Problems to solve —
a) Say whether each statement agrees with the offshoring text, answering yes or no and quoting the deciding words: (i) Boeing raised its use of foreign-made components from 5% to 30%; (ii) Merck partnered with Cognizant for its Algeria facility; (iii) IBM has more employees in the United States than in India.
b) Please reproduce the offshoring text from "Check out our" up to and including "of tax breaks.".

Text shown —
####

For example, some Americans have a negative view of companies that offshore because they believe it’s contributing to the job loss crisis in the United States.

So what’s the solution?

Make sure you explain your motives and reasoning to your team and critics. 

You could also encourage clients and the public to see it as a mutually beneficial relationship that also benefits the U.S. economy. 

Also, consider highlighting figures from the Bureau of Labor Statistics reflecting the U.S’s unemployment rate of 3.5%. It’s remained the same since 2019, despite an increase in offshoring by U.S companies.

Now, let’s briefly explore a few companies that decided to offshore and see whether their endeavors were successful. 

offshoring examples

5 successful companies that engage in offshoring

Here are a few popular multinational companies that engage in offshoring.

1. Boeing

The famous aircraft manufacturer began offshoring the production of several components to South Korea, China, and European countries, increasing the use of foreign-made components from 5% to 30%. 

The company estimated the cost reduction to be around USD 4 billion. They also hoped it would cut down the manufacturing time of the 787 model from six years to four years. 

Unfortunately, Boeing ran into several problems – brake issues, fuel leaks, and overheating batteries. This resulted in production delays and ended up costing the company billions. 

The lesson here is to be particularly cautious when relocating the production and assembly of highly complex products offshore.

2. Merck

The Merck Group is a German-based multinational firm with a specialization in health solutions, including prescription medicines, vaccines, and animal healthcare products. 

Merck has offshore operations in Beijing, South Korea, and Tokyo. Since 2007, the company has been working with Indian IT services and outsourcing specialist Cognizant. 

In 2015, the company established a USD 5.34 million facility in Algeria to produce diabetes and high blood pressure medication. In that venture, Merck partnered with an Algerian lab, Novapharm.

Instead of one centralized production facility where products are made and then shipped around the world, Merck has hundreds of facilities globally. This enabled them to increase manufacturing capabilities and enter new markets around the world. 

3. Pfizer

Due to the high cost of pharmaceutical production in the United States, companies like Pfizer have been offshoring, primarily to Asian countries.

The pandemic and other factors have intensified drug shortages in the United States, particularly injectable generics and COVID vaccines. In response, Pfizer has relocated parts of its manufacturing facilities to India and China to take advantage of the lower costs in these countries and hopefully amp up production. 

As a result, Pfizer increased its global vaccine deliveries from 1.3 billion at the beginning of 2021 to 2 billion by the end of that year. 

4. General Electric

This American company was one of the first to begin offshoring in the 1970s. When it started offshoring, the company had 277,000 people employed in the United States. By 2019, this came down to 70,000. 

One of its biggest offshore investments was the USD 130 million research and development facility it set up in India. 

Although the company has faced its fair share of criticism for extensive offshoring, in 2004, General Electric saved an estimated USD 30 million due to its offshoring efforts.

5. IBM

Although it has foreign affiliates on almost every continent, IBM has more employees in India than in the United States. 

Today, the company employs 130,000 people in India, handling various tasks from IT support to software development. Amid the struggling global economy, IBM believes its offshore operation in India has been crucial in keeping costs down and ensuring the company’s longevity. 

Other tech giants with similar offshore operations include Dell, Microsoft, and Cisco. 

Check out our complete guide to offshoring companies. 

Final thoughts

If you’re looking to expand your business, you could consider offshoring.

It may help you access a wider talent pool, increase your service offering, participate in the international economy, and take advantage of tax breaks. 

But offshoring also has its challenges. So it’s a good idea to do more research and conduct a thorough economic analysis before deciding when, where, and how to begin your offshoring journey.

####

Supplied data —
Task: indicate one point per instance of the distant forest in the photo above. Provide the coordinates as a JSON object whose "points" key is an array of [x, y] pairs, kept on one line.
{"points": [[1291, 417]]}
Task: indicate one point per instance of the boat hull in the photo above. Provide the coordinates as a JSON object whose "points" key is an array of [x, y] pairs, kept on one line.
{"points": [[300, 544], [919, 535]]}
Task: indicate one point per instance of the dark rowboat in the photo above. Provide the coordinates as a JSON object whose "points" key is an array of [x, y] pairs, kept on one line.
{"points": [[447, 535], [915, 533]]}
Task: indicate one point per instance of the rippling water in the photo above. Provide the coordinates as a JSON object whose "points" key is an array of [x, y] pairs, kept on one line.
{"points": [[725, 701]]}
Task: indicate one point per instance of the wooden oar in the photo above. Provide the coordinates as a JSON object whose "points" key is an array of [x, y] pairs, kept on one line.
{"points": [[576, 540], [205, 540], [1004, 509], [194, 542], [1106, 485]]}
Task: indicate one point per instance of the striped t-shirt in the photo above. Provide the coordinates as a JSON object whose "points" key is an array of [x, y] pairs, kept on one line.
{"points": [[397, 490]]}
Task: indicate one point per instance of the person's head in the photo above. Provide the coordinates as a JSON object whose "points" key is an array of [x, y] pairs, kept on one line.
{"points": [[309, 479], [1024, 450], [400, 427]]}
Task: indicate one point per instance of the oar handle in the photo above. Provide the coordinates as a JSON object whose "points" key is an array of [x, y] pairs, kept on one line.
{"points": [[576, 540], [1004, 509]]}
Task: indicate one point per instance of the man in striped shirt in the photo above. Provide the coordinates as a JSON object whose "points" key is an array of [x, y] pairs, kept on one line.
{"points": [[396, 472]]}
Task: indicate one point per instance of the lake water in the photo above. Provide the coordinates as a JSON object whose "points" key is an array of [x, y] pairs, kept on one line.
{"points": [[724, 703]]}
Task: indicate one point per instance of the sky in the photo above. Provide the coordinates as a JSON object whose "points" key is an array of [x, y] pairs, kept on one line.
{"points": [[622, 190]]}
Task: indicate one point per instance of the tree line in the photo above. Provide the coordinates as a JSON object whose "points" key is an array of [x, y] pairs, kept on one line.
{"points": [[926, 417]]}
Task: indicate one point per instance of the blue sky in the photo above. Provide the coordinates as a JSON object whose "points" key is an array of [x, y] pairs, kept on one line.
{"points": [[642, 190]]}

####

Numbered answers —
a)
(i) Yes: "increasing the use of foreign-made components from 5% to 30%"
(ii) No: "In that venture, Merck partnered with an Algerian lab, Novapharm."
(iii) No: "IBM has more employees in India than in the United States."

b)
Check out our complete guide to offshoring companies. 

Final thoughts

If you’re looking to expand your business, you could consider offshoring.

It may help you access a wider talent pool, increase your service offering, participate in the international economy, and take advantage of tax breaks.